TASK
In the records below, find each line with the word "jacket" and copy it.

[[ DATA SHOWN, beginning ]]

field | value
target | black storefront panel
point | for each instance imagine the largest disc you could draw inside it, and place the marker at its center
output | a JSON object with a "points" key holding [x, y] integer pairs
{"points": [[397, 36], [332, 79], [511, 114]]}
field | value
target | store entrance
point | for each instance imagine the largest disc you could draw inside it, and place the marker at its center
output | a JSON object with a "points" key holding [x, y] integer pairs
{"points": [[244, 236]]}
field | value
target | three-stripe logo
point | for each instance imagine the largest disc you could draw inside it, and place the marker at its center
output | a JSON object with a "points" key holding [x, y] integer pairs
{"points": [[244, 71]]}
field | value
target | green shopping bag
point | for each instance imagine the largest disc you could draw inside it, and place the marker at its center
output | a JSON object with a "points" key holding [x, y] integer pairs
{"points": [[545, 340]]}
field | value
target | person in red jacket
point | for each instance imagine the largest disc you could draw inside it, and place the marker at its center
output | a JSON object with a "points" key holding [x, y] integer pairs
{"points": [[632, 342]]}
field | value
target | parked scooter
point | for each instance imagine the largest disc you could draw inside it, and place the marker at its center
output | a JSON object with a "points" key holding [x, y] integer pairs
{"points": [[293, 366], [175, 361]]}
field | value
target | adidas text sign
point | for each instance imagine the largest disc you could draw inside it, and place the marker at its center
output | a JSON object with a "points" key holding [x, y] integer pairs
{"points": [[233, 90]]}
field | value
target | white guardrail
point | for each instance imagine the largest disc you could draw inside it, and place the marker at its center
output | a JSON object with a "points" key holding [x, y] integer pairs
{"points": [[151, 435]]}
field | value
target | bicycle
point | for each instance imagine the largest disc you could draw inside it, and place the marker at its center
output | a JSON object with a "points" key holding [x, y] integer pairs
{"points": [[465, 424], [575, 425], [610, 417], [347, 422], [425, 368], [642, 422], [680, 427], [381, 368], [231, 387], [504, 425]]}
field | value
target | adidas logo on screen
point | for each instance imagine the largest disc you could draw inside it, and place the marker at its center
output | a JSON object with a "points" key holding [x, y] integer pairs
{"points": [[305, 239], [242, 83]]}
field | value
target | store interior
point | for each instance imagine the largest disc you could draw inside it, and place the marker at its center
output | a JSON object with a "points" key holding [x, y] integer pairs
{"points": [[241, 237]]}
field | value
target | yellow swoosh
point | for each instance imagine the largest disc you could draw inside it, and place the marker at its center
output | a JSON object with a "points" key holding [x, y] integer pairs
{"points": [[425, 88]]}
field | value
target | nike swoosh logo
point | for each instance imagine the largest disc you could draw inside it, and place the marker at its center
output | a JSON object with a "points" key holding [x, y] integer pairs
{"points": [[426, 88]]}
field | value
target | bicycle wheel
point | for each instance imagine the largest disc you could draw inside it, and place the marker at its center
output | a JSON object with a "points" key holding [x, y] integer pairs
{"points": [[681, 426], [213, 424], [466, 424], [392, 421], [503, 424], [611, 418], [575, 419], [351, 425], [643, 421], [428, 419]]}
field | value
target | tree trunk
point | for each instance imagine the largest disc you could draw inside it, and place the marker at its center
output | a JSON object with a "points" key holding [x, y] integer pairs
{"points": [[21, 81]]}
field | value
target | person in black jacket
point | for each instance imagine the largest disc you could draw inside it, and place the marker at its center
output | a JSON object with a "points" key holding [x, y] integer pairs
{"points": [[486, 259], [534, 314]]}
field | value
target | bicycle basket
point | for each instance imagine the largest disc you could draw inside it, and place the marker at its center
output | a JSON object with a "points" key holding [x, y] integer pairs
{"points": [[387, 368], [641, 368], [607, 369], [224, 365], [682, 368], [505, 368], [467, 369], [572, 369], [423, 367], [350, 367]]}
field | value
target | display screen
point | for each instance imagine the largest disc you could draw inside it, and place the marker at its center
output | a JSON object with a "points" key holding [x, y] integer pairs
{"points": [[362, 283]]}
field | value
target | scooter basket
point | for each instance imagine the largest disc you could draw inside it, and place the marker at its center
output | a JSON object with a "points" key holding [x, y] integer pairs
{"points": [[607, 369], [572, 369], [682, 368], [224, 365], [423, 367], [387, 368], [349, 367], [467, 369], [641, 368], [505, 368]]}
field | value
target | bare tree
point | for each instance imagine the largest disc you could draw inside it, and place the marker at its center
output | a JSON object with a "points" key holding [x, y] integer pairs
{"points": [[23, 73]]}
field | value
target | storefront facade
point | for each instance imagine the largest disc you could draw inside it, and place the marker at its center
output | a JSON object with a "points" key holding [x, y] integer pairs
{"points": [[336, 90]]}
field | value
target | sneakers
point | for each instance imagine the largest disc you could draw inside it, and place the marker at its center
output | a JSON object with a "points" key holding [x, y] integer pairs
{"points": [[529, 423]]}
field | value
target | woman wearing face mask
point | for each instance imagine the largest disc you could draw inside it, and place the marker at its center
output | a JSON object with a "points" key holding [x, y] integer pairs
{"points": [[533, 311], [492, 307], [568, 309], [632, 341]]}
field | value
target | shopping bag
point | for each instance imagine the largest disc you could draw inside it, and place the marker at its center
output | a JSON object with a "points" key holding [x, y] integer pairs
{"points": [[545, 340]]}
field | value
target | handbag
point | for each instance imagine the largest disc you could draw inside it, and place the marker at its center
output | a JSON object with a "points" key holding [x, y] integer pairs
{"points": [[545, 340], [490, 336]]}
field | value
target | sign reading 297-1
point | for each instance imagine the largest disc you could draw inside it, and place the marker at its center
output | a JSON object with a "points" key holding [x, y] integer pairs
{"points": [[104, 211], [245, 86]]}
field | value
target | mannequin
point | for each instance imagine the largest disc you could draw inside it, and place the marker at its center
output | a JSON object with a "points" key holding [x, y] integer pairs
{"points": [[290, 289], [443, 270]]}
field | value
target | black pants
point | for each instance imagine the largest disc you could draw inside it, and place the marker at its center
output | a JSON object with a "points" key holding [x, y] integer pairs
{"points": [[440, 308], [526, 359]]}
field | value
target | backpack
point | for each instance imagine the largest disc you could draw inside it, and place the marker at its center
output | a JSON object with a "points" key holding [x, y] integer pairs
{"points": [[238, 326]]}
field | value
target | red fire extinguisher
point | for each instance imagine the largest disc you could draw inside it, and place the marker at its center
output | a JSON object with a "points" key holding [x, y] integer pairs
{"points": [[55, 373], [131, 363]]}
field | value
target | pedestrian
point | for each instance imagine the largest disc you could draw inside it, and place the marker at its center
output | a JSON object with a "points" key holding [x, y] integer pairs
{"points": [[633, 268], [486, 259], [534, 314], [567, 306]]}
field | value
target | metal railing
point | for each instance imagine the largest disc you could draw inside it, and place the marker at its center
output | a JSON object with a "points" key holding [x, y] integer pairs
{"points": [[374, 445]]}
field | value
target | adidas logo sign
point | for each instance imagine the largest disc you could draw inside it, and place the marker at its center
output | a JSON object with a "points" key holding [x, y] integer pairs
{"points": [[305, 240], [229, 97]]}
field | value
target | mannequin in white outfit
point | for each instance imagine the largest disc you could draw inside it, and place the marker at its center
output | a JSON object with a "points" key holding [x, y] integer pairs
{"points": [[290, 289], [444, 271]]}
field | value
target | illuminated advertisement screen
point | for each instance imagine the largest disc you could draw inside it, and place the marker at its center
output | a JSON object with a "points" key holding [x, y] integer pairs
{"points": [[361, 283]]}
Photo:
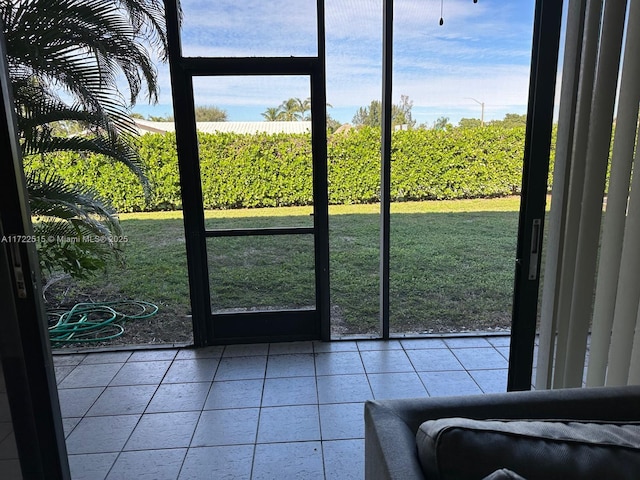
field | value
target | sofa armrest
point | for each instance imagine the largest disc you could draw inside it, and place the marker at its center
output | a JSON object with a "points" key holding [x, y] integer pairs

[[ DATA SHOWN, end ]]

TASK RESULT
target | person in red jacket
target | person in black jacket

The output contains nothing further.